■ **Texto apresentado**

---

Em 2020, quando começou a pandemia, morreram 194.976 pessoas de Covid. Com isso, ela se tornou a principal causa de morte por todos os tipos (incluindo causas externas, como acidentes e mortes violentas). O quadro se repetiu em 2021, quando foram contabilizados 424.133 óbitos apenas por Covid.

Nos últimos dois anos, as mortes por Covid superaram os dois principais tipos de causas de morte no país na última década: doenças do aparelho circulatório (incluindo infarto do miocárdio e doença isquêmica) e neoplasias (tumores).

Porém, em fevereiro de 2022, a Covid deixou de ser a principal causa de morte no país, ocupando o segundo lugar, atrás de doenças cardiovasculares (um conjunto variado que inclui diversos tipos de doenças). Depois, oscilou, mas ainda se manteve entre as cinco principais causas. Os números para o ano passado ainda são preliminares.

O cenário mais favorável, segundo os especialistas, deve-se principalmente ao avanço da vacinação, entretanto ainda é importante olhar para o impacto da Covid na saúde.

“Certamente não estamos vendo aqueles números elevados de mortes [por Covid] como a gente tinha antes”, diz a demógrafa Márcia Castro, professora na Universidade Harvard e colunista da Folha. “Para ter esse patamar de volta, só com um outro patógeno ou alguma variante que escapasse totalmente de anticorpos.”

Castro ressalta ainda que, apesar da melhora, não é possível prever qual será o patamar anual de mortes pela doença. “Acompanhando as hospitalizações por SRAG [síndrome respiratória aguda grave] por Covid conseguimos estimar a mortalidade de acordo com a tendência nos últimos meses, mas ainda não temos esse número.”

A pesquisadora lembra ainda que as diferentes coberturas vacinais de reforço na população também entram nessa conta. “Em um cenário hipotético em que todas as pessoas recebam os reforços, mesmo assim a mortalidade não vai ser zero, sempre vai existir uma taxa de mortes, mas há muito atraso vacinal.”

A porcentagem no número total de mortes anuais no país por Covid também caiu nos últimos meses. Se em abril de 2021, o mês que mais registrou mortes por Covid, 41,85% das mortes no país foram pelo coronavírus, ela representou cerca de 1,89% das mortes em setembro de 2022, quando foram disponibilizados os últimos dados, porcentagem similar ao que se registra de mortes por homicídio (1,8%).

“Nós tivemos dois picos terríveis que foram em maio de 2020 e depois nos primeiros meses de 2021, mas depois disso a mortalidade foi reduzindo, de tal forma que hoje nós estamos voltando ao nosso patamar basal”, explica o epidemiologista Paulo Lotufo, professor da Faculdade de Medicina da USP.

---

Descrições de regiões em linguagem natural

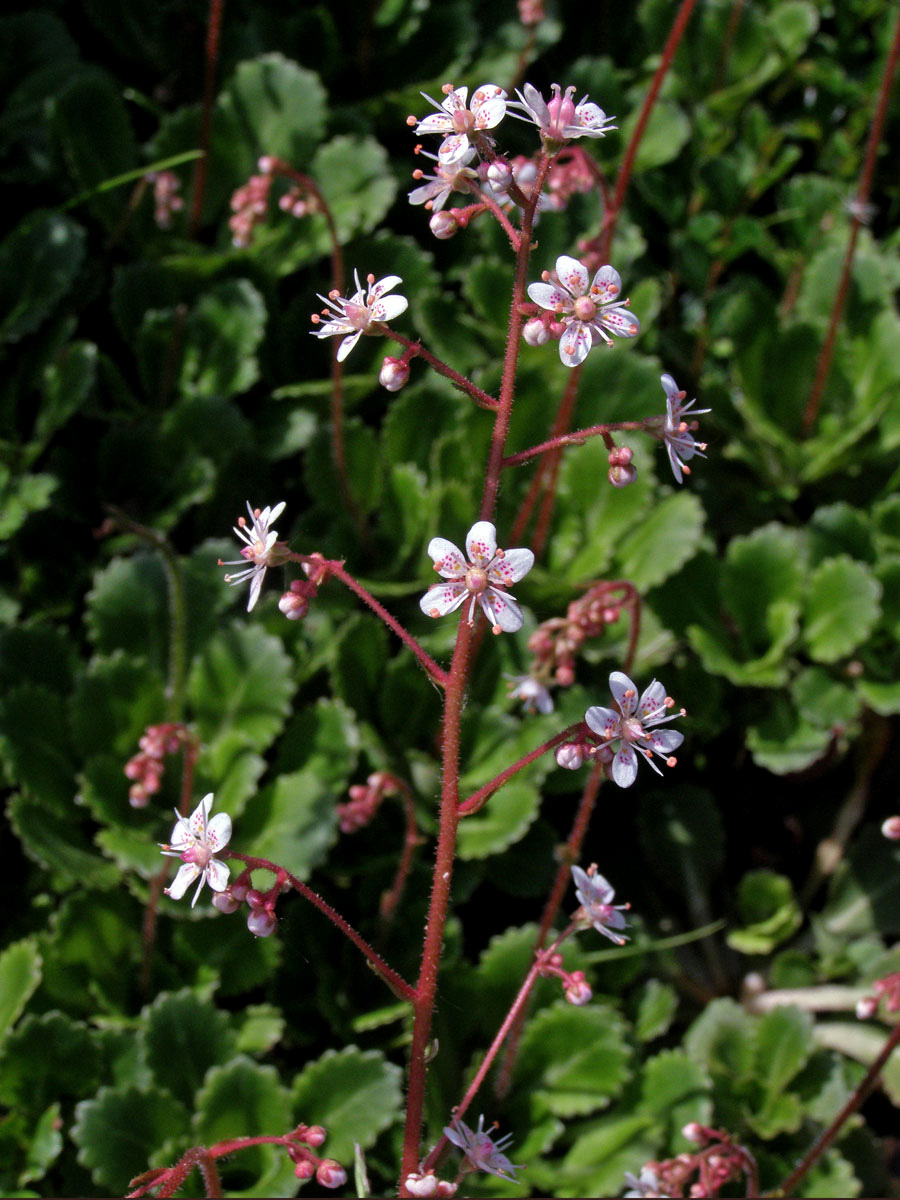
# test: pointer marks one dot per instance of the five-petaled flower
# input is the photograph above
(481, 1152)
(561, 119)
(484, 579)
(595, 898)
(631, 724)
(262, 549)
(195, 840)
(589, 313)
(364, 312)
(457, 123)
(677, 431)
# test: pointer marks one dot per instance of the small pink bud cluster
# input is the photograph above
(261, 919)
(575, 987)
(426, 1183)
(719, 1161)
(366, 799)
(148, 767)
(306, 1164)
(886, 989)
(166, 198)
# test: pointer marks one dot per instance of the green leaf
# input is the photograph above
(841, 607)
(663, 543)
(184, 1036)
(119, 1131)
(574, 1061)
(244, 1099)
(354, 1093)
(39, 264)
(769, 911)
(241, 685)
(19, 975)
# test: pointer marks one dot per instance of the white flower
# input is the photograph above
(363, 313)
(195, 840)
(483, 1153)
(595, 897)
(561, 119)
(261, 549)
(451, 178)
(677, 431)
(586, 312)
(457, 123)
(484, 577)
(631, 724)
(532, 693)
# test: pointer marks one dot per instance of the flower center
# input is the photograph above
(585, 309)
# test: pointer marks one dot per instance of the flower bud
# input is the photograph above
(443, 226)
(535, 333)
(394, 373)
(330, 1174)
(570, 756)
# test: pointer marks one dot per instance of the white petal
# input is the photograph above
(481, 543)
(573, 275)
(624, 766)
(624, 693)
(575, 343)
(448, 558)
(502, 610)
(443, 598)
(549, 295)
(511, 568)
(186, 874)
(604, 721)
(217, 875)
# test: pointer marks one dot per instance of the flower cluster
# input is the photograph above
(483, 580)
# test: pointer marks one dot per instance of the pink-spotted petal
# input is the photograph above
(606, 285)
(604, 721)
(624, 766)
(624, 693)
(217, 875)
(573, 275)
(443, 598)
(219, 832)
(511, 568)
(481, 543)
(549, 295)
(502, 610)
(186, 874)
(453, 149)
(575, 343)
(448, 559)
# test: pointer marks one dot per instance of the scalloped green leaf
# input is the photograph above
(19, 975)
(184, 1036)
(118, 1132)
(241, 684)
(354, 1093)
(243, 1099)
(841, 609)
(574, 1061)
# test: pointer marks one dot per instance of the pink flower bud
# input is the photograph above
(262, 923)
(570, 756)
(535, 333)
(330, 1174)
(443, 226)
(394, 373)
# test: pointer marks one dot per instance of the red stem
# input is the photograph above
(865, 181)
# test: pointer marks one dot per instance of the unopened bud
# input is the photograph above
(330, 1174)
(535, 333)
(443, 226)
(570, 756)
(394, 373)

---

■ **Instrução**
Você pode transcrever, sem nenhuma alteração, o trecho do texto sobre as mortes por Covid no país que vai de "Em 2020, quando" até "apenas por Covid.", incluindo essas palavras?

■ **Sua resposta**
Em 2020, quando começou a pandemia, morreram 194.976 pessoas de Covid. Com isso, ela se tornou a principal causa de morte por todos os tipos (incluindo causas externas, como acidentes e mortes violentas). O quadro se repetiu em 2021, quando foram contabilizados 424.133 óbitos apenas por Covid.